---------- Dataset rows

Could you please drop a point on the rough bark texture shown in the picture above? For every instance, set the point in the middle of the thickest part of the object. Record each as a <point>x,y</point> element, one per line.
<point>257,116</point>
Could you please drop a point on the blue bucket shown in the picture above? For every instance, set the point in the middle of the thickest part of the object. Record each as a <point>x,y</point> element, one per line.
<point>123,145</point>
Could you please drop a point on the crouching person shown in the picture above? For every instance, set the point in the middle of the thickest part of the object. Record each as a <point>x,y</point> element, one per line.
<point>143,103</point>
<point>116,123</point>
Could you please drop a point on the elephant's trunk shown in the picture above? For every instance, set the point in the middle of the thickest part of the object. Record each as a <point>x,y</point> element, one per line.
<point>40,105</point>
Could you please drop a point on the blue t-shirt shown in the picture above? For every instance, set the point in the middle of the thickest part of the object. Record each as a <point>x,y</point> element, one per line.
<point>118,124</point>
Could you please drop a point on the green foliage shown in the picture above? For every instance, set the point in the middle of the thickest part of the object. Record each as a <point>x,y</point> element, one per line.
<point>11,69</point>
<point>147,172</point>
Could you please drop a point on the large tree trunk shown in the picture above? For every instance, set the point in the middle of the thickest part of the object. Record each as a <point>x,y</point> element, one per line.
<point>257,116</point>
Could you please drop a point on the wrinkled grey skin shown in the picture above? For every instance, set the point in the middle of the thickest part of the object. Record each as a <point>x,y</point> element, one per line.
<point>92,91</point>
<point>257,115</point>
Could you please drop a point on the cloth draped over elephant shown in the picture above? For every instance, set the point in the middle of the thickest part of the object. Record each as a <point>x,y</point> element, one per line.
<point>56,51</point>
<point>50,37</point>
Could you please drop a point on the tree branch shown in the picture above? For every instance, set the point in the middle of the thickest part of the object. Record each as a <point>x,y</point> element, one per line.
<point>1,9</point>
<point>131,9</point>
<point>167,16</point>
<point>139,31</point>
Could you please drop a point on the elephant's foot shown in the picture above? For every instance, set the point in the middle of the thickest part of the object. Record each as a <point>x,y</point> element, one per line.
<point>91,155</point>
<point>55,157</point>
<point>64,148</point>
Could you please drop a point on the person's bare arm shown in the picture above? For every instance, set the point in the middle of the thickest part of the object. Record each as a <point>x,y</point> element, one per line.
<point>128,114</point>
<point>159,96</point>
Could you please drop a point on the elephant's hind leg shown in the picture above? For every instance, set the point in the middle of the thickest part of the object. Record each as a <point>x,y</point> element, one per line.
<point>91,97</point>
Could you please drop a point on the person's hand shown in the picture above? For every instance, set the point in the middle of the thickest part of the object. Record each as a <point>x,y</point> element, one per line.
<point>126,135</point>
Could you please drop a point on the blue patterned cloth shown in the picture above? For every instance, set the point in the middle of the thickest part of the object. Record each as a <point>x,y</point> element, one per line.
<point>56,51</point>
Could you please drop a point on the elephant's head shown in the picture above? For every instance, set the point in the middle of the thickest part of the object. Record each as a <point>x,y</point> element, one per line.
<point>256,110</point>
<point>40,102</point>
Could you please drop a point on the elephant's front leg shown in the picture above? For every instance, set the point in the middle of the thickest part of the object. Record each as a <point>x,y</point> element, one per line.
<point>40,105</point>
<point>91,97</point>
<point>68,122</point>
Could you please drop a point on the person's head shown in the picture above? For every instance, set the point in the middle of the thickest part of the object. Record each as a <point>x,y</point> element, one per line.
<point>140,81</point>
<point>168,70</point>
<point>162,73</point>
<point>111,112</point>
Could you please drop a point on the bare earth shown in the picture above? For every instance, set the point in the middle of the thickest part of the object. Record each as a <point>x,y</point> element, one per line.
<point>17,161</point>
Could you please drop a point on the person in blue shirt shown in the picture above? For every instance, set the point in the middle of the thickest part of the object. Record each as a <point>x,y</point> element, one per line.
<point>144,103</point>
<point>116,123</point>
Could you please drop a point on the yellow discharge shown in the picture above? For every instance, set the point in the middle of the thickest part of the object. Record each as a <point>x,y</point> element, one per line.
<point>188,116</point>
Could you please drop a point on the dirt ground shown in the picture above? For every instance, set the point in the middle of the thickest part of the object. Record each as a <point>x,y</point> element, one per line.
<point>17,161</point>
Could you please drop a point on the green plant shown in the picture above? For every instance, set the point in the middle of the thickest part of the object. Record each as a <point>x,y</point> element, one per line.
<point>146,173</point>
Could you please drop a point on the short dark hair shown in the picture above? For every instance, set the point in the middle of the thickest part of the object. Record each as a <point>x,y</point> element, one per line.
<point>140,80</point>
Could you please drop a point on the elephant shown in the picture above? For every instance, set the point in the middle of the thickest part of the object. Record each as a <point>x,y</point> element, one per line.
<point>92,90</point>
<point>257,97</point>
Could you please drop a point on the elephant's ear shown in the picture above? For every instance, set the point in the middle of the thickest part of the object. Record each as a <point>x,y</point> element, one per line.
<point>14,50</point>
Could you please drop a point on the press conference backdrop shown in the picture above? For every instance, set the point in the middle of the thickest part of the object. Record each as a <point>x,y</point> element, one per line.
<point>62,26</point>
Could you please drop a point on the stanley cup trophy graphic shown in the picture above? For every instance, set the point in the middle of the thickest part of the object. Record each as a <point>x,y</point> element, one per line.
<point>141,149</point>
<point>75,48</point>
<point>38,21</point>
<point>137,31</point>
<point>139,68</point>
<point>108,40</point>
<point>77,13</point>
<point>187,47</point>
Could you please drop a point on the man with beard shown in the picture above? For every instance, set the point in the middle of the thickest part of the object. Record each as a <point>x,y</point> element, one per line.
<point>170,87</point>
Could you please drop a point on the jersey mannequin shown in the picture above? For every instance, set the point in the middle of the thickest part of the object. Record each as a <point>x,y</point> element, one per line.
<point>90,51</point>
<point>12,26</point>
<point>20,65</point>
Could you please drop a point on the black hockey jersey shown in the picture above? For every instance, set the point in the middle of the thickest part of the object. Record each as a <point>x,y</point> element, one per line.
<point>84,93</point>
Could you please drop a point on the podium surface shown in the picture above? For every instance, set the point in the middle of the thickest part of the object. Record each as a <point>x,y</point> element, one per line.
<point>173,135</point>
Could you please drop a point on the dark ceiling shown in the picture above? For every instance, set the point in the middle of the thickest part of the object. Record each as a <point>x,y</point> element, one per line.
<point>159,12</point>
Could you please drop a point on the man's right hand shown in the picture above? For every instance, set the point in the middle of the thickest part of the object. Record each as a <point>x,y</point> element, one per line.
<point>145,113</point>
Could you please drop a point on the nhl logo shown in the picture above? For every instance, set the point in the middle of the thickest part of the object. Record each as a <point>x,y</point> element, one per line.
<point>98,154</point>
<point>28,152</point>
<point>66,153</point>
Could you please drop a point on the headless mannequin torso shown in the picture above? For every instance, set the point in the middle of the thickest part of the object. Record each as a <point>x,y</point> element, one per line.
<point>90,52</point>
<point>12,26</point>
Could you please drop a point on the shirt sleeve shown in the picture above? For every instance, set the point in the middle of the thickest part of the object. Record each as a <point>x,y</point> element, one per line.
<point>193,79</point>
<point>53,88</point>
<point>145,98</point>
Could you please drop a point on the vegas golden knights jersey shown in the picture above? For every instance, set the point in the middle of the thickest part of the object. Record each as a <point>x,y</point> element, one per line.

--------------------

### Problem requirements
Reproduce all of the rows above word for word, in the same order and with the same line breaks.

### Solution for this exercise
Could you please drop a point on the rough bark texture shown in the picture above? For every instance, set the point in the middle of the thickest part of the object. Record each as a <point>x,y</point> element, one per line.
<point>257,116</point>
Could you please drop a point on the blue bucket shown in the picture above? For every instance, set the point in the middle of the thickest part of the object. Record each as a <point>x,y</point> element, one per line.
<point>123,145</point>
Could you please drop a point on the crouching person shown in the picture above? For every instance, set the point in the middle of the thickest part of the object. Record each as a <point>x,y</point> element, one per line.
<point>143,103</point>
<point>116,123</point>
Could you please drop a point on the elephant's trunk shown in the picture above? For every instance, set the point in the middle of the thickest part of the object. Record each as a <point>x,y</point> element, one per line.
<point>40,105</point>
Could you please drop a point on the blue t-shirt shown in the picture above? For every instance, set the point in the middle of the thickest part of the object. Record each as a <point>x,y</point> element, one per line.
<point>118,124</point>
Could you please drop a point on the green foliage shown in the picture above? For every instance, set the point in the middle of the thickest part of the object. Record each as a <point>x,y</point> element, one per line.
<point>11,69</point>
<point>147,172</point>
Could you please drop a point on the large tree trunk shown in the picture above? For every instance, set the point in the middle of the thickest part of the object. Record each as a <point>x,y</point> element, one per line.
<point>257,116</point>
Could you please drop a point on the wrinkled grey skin shown in the picture above? For every instance, set the point in the middle of the thickest part of the object. Record each as a <point>x,y</point> element, one per line.
<point>92,91</point>
<point>257,115</point>
Could you please drop a point on the cloth draped over elephant shown in the picture above? For every instance, set the point in the middle of the thickest part of the object. Record each as a <point>x,y</point> element, one per line.
<point>56,51</point>
<point>50,37</point>
Could you please drop a point on the tree branch shown in the picture above? For every instance, set the point in the middle of the thickest part of the object. Record each as a <point>x,y</point> element, one per line.
<point>1,9</point>
<point>131,9</point>
<point>167,16</point>
<point>139,31</point>
Could you please drop a point on the elephant's foot shown in the picture above? For every instance, set the point in the middle of the thickest part of the object. Record each as a <point>x,y</point> element, one per line.
<point>91,155</point>
<point>55,157</point>
<point>64,148</point>
Could you please drop a point on the person's bare arm shown in the picture above? For every instance, set the point in the middle of the thickest part of the object. Record each as a <point>x,y</point> element, one per line.
<point>128,114</point>
<point>159,96</point>
Could you please drop a point on the elephant's hind leg shown in the picture above? For every instance, set the point in the middle of the thickest part of the object. Record each as a <point>x,y</point> element, one per line.
<point>91,97</point>
Could you please drop a point on the person's hand shown in the picture above? For every instance, set the point in the middle of the thickest part of the object. Record each as a <point>x,y</point> element, one per line.
<point>126,135</point>
Could you please drop a point on the blue patterned cloth shown in the picture above? For every instance, set the point in the middle of the thickest part of the object. Record each as a <point>x,y</point> element, one per line.
<point>56,51</point>
Could you please drop a point on the elephant's head shown in the picture above? For every instance, set the point in the middle of the thickest part of the object. Record each as a <point>x,y</point> element, one per line.
<point>256,110</point>
<point>40,102</point>
Could you please drop a point on the elephant's front leg shown in the picture above? For every instance, set the point in the middle of the thickest part of the object. Record each as a <point>x,y</point> element, one per line.
<point>40,105</point>
<point>91,97</point>
<point>68,122</point>
Could you please drop a point on the person's head shown in the picture above? For every instance, set the point in the middle of the thickest part of the object. Record each as a <point>x,y</point> element, one per line.
<point>140,81</point>
<point>168,70</point>
<point>162,73</point>
<point>111,112</point>
Could you please drop a point on the bare earth shown in the picture above? For every instance, set the point in the middle of the thickest part of the object. Record each as a <point>x,y</point> element, one per line.
<point>17,161</point>
Could you please drop a point on the person in blue shirt shown in the picture above? For every instance, set the point in the middle of the thickest part of the object. Record each as a <point>x,y</point> element, one per line.
<point>144,103</point>
<point>116,123</point>
Could you please drop a point on the yellow discharge shown in the picture above? For every instance, set the point in the middle of the thickest part of the object. Record each as a <point>x,y</point> element, one per line.
<point>188,116</point>
Could you please drop a point on the dirt ground shown in the picture above? For every instance, set the point in the middle of the thickest part of the object. Record each as a <point>x,y</point> element, one per line.
<point>17,161</point>
Could you please drop a point on the green plant shown in the picture above? For every instance, set the point in the middle of the thickest part of the object. Record each as a <point>x,y</point> element, one per line.
<point>146,173</point>
Could you please drop a point on the short dark hair shown in the picture above? For every instance, set the point in the middle of the thickest part of the object. Record each as a <point>x,y</point> element, one per line.
<point>140,80</point>
Could you please drop a point on the elephant shown in the picture above? For every instance, set the point in the middle of the thickest part of the object. Record each as a <point>x,y</point> element, one per line.
<point>92,90</point>
<point>257,97</point>
Could you please drop a point on the elephant's ear shown in the picture above? For every instance, set the point in the middle of the thickest part of the object. Record each as a <point>x,y</point> element, one per line.
<point>14,50</point>
Could you please drop a point on the press conference backdrop shown in the picture above? For every instance, set the point in the middle of the thickest part of the object. Record each as a <point>x,y</point> element, one per line.
<point>62,26</point>
Could you please drop a point on the stanley cup trophy graphic shown in the picture above? For every instance, set the point in the middle of the thickest part of the object. Record each as a <point>x,y</point> element, one per line.
<point>141,149</point>
<point>75,48</point>
<point>38,21</point>
<point>137,31</point>
<point>139,68</point>
<point>108,40</point>
<point>77,13</point>
<point>187,47</point>
Could you please drop a point on the man with beard shown in the picture above? For every instance, set the point in the middle of the thickest part of the object. Record each as a <point>x,y</point> element, one per line.
<point>170,87</point>
Could you please drop a point on the jersey mannequin shown in the picture above? For every instance, set the point in the middle of the thickest part of the object. Record each as a <point>x,y</point> element, one per line.
<point>90,51</point>
<point>12,26</point>
<point>20,65</point>
Could you please drop a point on the black hockey jersey shown in the picture above? For every instance, set the point in the middle of the thickest part of the object. Record each as a <point>x,y</point> element, one per line.
<point>84,93</point>
Could you please drop a point on the podium surface shown in the picture above? For every instance, set the point in the middle of the thickest part of the object. Record each as a <point>x,y</point> element, one per line.
<point>173,135</point>
Could you please drop a point on the dark ceiling shown in the picture above? For every instance, set the point in the middle of the thickest part of the object. Record each as a <point>x,y</point> element, one per line.
<point>159,12</point>
Could you please drop a point on the man's right hand shown in the picture above? For every instance, set the point in the middle of the thickest part of the object. Record each as a <point>x,y</point> element, one per line.
<point>145,113</point>
Could you please drop a point on the nhl logo shown in the picture above? For every instance, set the point in the middle of the thickest part of the object. Record each as a <point>x,y</point> element, one per line.
<point>98,154</point>
<point>28,152</point>
<point>66,153</point>
Could you please drop a point on the headless mannequin torso shown in the picture above? For every instance, set the point in the middle of the thickest part of the object. Record each as a <point>x,y</point> element, one per line.
<point>90,52</point>
<point>12,26</point>
Could you please drop a point on the shirt sleeve shown in the picture above? For every instance, set the point in the middle of the thickest part of the object. Record each as a <point>x,y</point> element, one per line.
<point>193,79</point>
<point>53,88</point>
<point>145,98</point>
Could you please drop a point on the vegas golden knights jersey shown in the picture above? For every instance, set the point in the middle of the thickest part of the object. Record each as a <point>x,y</point> element, one per line.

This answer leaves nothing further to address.